- _Natural-language object grounding data_
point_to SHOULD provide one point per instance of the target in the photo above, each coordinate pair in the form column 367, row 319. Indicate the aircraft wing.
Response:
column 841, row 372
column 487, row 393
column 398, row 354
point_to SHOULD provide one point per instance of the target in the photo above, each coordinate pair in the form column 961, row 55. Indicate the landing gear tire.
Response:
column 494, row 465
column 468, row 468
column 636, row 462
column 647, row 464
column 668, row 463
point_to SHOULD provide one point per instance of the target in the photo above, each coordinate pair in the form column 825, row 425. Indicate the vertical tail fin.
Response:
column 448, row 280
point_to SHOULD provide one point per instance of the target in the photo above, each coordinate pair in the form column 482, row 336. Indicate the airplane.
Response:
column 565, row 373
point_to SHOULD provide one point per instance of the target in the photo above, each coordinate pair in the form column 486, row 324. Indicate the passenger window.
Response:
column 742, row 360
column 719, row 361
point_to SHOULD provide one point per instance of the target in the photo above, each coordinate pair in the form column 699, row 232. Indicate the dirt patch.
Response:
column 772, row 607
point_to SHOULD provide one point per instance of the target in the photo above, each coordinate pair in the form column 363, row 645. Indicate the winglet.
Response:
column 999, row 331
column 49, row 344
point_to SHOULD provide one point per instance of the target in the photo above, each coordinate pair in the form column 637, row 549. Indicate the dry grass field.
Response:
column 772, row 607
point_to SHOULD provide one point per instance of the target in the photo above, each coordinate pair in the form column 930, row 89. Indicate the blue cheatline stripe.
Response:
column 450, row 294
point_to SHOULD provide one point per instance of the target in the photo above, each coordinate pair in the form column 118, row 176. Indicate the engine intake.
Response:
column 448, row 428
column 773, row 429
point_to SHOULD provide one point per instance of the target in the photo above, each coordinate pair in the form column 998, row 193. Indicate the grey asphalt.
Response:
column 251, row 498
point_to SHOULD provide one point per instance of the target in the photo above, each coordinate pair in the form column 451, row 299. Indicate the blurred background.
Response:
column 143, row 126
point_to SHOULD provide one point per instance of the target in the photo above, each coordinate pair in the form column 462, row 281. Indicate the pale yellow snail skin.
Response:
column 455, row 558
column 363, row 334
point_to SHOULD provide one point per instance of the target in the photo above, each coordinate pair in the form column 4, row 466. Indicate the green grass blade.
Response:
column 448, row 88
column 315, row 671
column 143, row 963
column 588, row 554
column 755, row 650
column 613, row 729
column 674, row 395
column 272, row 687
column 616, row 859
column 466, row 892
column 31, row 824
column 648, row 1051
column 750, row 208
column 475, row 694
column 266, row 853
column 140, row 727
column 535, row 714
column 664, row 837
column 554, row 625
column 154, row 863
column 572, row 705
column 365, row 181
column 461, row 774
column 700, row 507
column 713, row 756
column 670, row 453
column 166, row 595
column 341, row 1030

- _WORK TASK_
Gather up every line in the data above that contains the word "grass", copying each one.

- _RESULT OF THE TASK_
point_to SHOULD provide one point per instance of the target in the photo above, each coordinate pair in the form column 637, row 549. Indicate the dry grass field.
point_to SHOULD provide one point per instance of the target in the photo above, each coordinate pair in the form column 4, row 466. Indicate the green grass blade.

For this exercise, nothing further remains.